[START Dataset extract]

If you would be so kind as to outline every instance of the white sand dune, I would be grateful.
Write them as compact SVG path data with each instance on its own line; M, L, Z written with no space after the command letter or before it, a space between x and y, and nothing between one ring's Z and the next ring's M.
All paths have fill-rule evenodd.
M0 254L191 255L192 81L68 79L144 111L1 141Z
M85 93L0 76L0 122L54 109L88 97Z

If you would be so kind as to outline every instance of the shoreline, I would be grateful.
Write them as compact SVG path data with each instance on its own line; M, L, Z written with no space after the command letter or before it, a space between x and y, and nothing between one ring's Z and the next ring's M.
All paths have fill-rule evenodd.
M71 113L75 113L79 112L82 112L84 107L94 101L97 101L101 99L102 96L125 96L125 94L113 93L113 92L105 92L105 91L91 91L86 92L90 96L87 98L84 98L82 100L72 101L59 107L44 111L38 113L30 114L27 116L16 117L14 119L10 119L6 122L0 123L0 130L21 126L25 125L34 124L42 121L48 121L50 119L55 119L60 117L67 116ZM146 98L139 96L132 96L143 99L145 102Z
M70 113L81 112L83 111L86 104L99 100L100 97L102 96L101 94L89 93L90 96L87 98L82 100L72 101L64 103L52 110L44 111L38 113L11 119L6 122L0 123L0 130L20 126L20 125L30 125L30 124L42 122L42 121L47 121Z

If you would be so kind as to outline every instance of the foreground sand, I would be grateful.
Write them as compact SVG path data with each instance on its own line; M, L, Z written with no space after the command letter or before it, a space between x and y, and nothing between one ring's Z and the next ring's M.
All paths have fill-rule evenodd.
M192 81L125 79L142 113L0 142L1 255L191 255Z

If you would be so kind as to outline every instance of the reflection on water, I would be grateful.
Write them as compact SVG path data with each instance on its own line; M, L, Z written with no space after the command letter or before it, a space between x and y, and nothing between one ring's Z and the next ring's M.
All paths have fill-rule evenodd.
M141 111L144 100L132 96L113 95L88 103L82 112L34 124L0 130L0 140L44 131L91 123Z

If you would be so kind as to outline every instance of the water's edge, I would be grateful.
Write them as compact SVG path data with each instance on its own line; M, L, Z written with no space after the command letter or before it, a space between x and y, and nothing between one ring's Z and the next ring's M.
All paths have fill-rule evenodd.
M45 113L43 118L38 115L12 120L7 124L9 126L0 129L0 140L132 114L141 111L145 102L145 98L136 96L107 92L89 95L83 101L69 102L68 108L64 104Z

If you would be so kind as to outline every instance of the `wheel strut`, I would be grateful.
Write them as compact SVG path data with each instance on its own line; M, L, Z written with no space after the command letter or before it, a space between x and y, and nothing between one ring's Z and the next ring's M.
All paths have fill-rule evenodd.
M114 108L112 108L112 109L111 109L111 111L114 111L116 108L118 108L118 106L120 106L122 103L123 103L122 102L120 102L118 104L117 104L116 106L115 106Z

[END Dataset extract]

Given request = Reproduce all of the records above word for word, from the first line to the last.

Solution to the exercise =
If you would be so kind as to outline every instance of the white sand dune, I would be grateful.
Write them as compact SVG path data with each instance on its own line; M, L, Z written with no space after the command letter or before it, a space between x and y, and nothing between one ring's Z and the next ring's M.
All paths have fill-rule evenodd.
M0 254L191 255L192 81L68 79L144 111L1 141Z
M85 93L0 76L0 122L54 109L88 97Z

If you would be so kind as to outline every instance of the shoreline, I would be grateful.
Write them as compact SVG path data with each instance on its own line; M, L, Z written with no space after the command letter or before it, a space between x and y, and nothing between one ring's Z and the next ring's M.
All paths have fill-rule evenodd.
M71 113L75 113L79 112L82 112L84 107L94 101L97 101L101 99L102 96L125 96L125 94L113 93L113 92L105 92L105 91L91 91L86 92L90 96L87 98L84 98L82 100L72 101L59 107L44 111L38 113L30 114L27 116L16 117L14 119L10 119L6 122L0 123L0 130L21 126L25 125L34 124L42 121L48 121L50 119L55 119L60 117L67 116ZM146 98L139 96L132 96L143 99L145 102Z
M70 113L81 112L83 111L86 104L99 100L100 97L102 96L101 94L89 93L90 96L87 98L82 100L72 101L64 103L52 110L44 111L38 113L11 119L6 122L0 123L0 130L20 126L20 125L30 125L30 124L42 122L42 121L47 121Z

If you would be so kind as to outline every instance of the foreground sand, I would be grateful.
Write them as compact SVG path data with each instance on its own line; M, L, Z written with no space after the command letter or before it, a space between x and y, and nothing between one ring's Z and the next ring's M.
All paths have fill-rule evenodd.
M192 81L125 79L142 113L0 142L1 255L191 255Z

If you would be so kind as to outline every instance of the reflection on water, I would be grateful.
Write them as compact SVG path data with each instance on its own line; M, L, Z written with no space after the command letter or before it, a space between x and y, and nothing between one ring's Z and the next ring's M.
All paths have fill-rule evenodd.
M141 111L144 100L132 96L113 95L88 103L82 112L34 124L0 130L0 140L44 131L91 123Z

If you would be so kind as to outline every instance of the water's edge, I would be grateful.
Write them as compact SVG path data with each instance on its own line; M, L, Z written with no space after the command letter or before it, a space between x and y, and nothing between one ring's Z and the next ring's M.
All paths have fill-rule evenodd.
M45 113L43 118L38 115L12 120L7 124L9 126L0 129L0 140L132 114L141 111L145 102L145 98L136 96L107 92L89 95L83 101L69 102L68 108L64 104Z

If you would be so kind as to outline every instance of the `wheel strut`, I would be grateful.
Write them as compact SVG path data with each instance on its own line; M, L, Z written with no space after the command letter or before it, a space between x and y, and nothing between one ring's Z and the next ring's M.
All paths have fill-rule evenodd.
M114 108L112 108L112 109L111 109L111 111L114 111L116 108L118 108L118 106L120 106L122 103L123 103L122 102L120 102L118 104L117 104L116 106L115 106Z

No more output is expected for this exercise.